Text section –
(begin)
27 March 2018

*Excerpt & Giveaway!* THE FLEECING OF FORT GRIFFIN by Preston Lewis


Genre: Western Humor
Publisher: Wild Horse Press
Date of Publication: May 19, 2016
Number of Pages: 234

2017 Elmer Kelton Award from the West Texas Historical Association:
Best Creative Work on West Texas

Scroll down for the giveaway!

 When the young Englishman Baron Jerome Manchester Paget arrives in 1878 Fort Griffin with a satchel full of money to start a buffalo ranch and find a bride, a horde of colorful swindlers from throughout Texas arrive to help themselves to a rich serving of his naivetĂ© to frontier ways.  
  With a passel of oddball characters and more twists and turns than a stagecoach trail, The Fleecing of Fort Griffin pits the baron against crooked gamblers, a one-eyed gunfighter, a savvy marshal, conniving females, a duplicitous cavalry officer and a worldly stump preacher. 
   To stay rich, the baron must stay alive!  And to stay alive, the baron must rely on a fourteen-year-old orphan and a rooster that serves as his guard animal.  Even so, the odds and the cards are stacked against the Englishman and his bold vision of becoming the baron of bison in West Texas. 
   Written by Spur Award-winning author Preston Lewis, a master of western plot twists and humor, The Fleecing of Fort Griffin takes readers on an unconventional and uproarious journey through the Old West and some of its unsavory characters.  


“… a work of colorful and humorous fiction,”
                             Albany Review

The Fleecing of Fort Griffin by Preston Lewis of San Angelo is one of the funniest westerns I’ve ever read.”
                             Glenn Dromgoole, Texas Reads

“If you're looking for a delightful tale, check out The Fleecing of Fort Griffin.” 
                             Bryan Eagle


“A Stage Robbery”
Excerpt from
The Fleecing of Fort Griffin

Ten miles out of Fort Griffin, Shorty DeLong pulled back on the reins and eased the team up. Just ahead, the trail crossed a stream he called “Cuss Word Creek” because he cursed it every time he reached it. The creek was tree-lined and rock strewn, making it impossible for the coach to take at Shorty’s regular pace. Bordered by cottonwoods and big boulders, the crossing dipped to a swale where the footing was rocky and rough, but solid. While the creek offered more level sites for crossing, those places had quicksand bottoms that could not support a stage.
(end)
Provided information –
(begin)
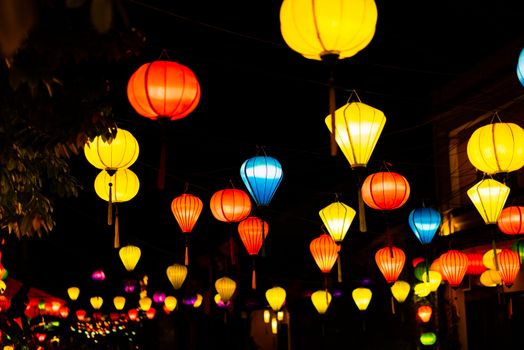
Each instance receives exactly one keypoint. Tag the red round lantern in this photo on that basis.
(511, 220)
(385, 190)
(454, 265)
(390, 260)
(163, 89)
(325, 252)
(509, 266)
(230, 205)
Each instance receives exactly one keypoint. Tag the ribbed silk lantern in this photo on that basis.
(187, 209)
(276, 297)
(424, 222)
(497, 148)
(176, 274)
(129, 255)
(509, 266)
(489, 197)
(385, 190)
(390, 260)
(511, 220)
(454, 265)
(262, 175)
(321, 300)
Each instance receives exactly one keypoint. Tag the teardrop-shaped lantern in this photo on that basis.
(424, 223)
(400, 290)
(325, 252)
(385, 190)
(176, 274)
(509, 266)
(262, 175)
(276, 297)
(321, 300)
(225, 287)
(390, 260)
(119, 153)
(497, 148)
(489, 197)
(358, 128)
(129, 256)
(362, 297)
(511, 220)
(454, 265)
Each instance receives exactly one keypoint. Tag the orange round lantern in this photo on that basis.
(511, 220)
(325, 252)
(385, 190)
(390, 261)
(509, 266)
(454, 265)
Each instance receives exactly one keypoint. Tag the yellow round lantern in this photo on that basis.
(96, 302)
(489, 197)
(276, 297)
(362, 297)
(225, 287)
(400, 290)
(73, 293)
(176, 274)
(119, 302)
(170, 302)
(321, 300)
(119, 153)
(497, 148)
(129, 256)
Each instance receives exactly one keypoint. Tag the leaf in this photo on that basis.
(101, 15)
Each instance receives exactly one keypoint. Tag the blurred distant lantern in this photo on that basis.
(225, 287)
(424, 223)
(129, 256)
(400, 290)
(489, 197)
(454, 265)
(187, 209)
(424, 313)
(321, 300)
(475, 264)
(325, 252)
(390, 260)
(230, 205)
(328, 31)
(428, 338)
(96, 302)
(73, 293)
(176, 274)
(509, 266)
(497, 148)
(253, 231)
(337, 217)
(276, 297)
(262, 175)
(362, 297)
(163, 90)
(385, 190)
(123, 186)
(511, 220)
(119, 302)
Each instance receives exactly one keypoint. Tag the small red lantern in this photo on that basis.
(385, 190)
(509, 266)
(454, 265)
(511, 220)
(390, 261)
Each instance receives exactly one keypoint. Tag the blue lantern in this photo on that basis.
(520, 67)
(262, 176)
(424, 222)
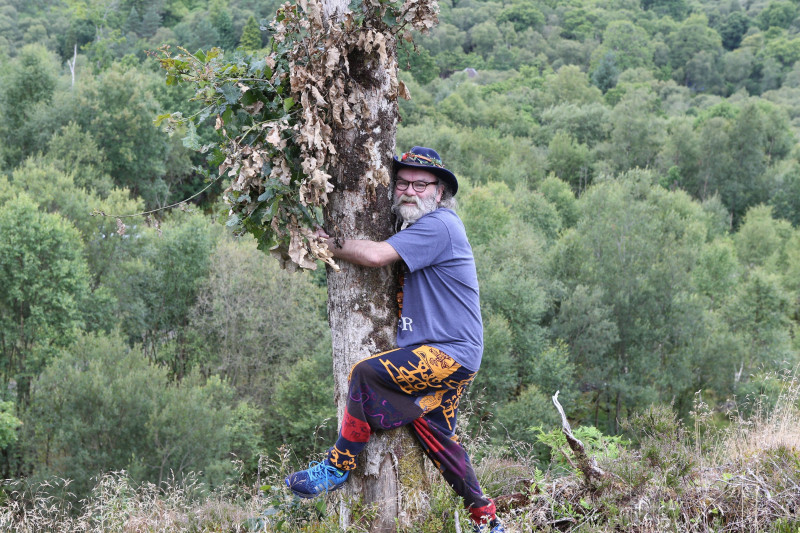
(end)
Exercises to complete –
[1] Answer these questions using the book announcement:
(a) Which press published the novel?
(b) What award did the novel receive in 2017, and from which organization?
(c) What name did Shorty DeLong give the stream ahead of the coach, and why?
[2] Reproduce the book announcement word for word, beginning at the words "Genre: Western Humor" and stopping after "worldly stump preacher.".

Answers to the tasks –
[1]
(a) Wild Horse Press.
(b) The 2017 Elmer Kelton Award, from the West Texas Historical Association.
(c) He called it "Cuss Word Creek" because he cursed it every time he reached it.

[2]
Genre: Western Humor
Publisher: Wild Horse Press
Date of Publication: May 19, 2016
Number of Pages: 234

2017 Elmer Kelton Award from the West Texas Historical Association:
Best Creative Work on West Texas

Scroll down for the giveaway!

 When the young Englishman Baron Jerome Manchester Paget arrives in 1878 Fort Griffin with a satchel full of money to start a buffalo ranch and find a bride, a horde of colorful swindlers from throughout Texas arrive to help themselves to a rich serving of his naivetĂ© to frontier ways.  
  With a passel of oddball characters and more twists and turns than a stagecoach trail, The Fleecing of Fort Griffin pits the baron against crooked gamblers, a one-eyed gunfighter, a savvy marshal, conniving females, a duplicitous cavalry officer and a worldly stump preacher.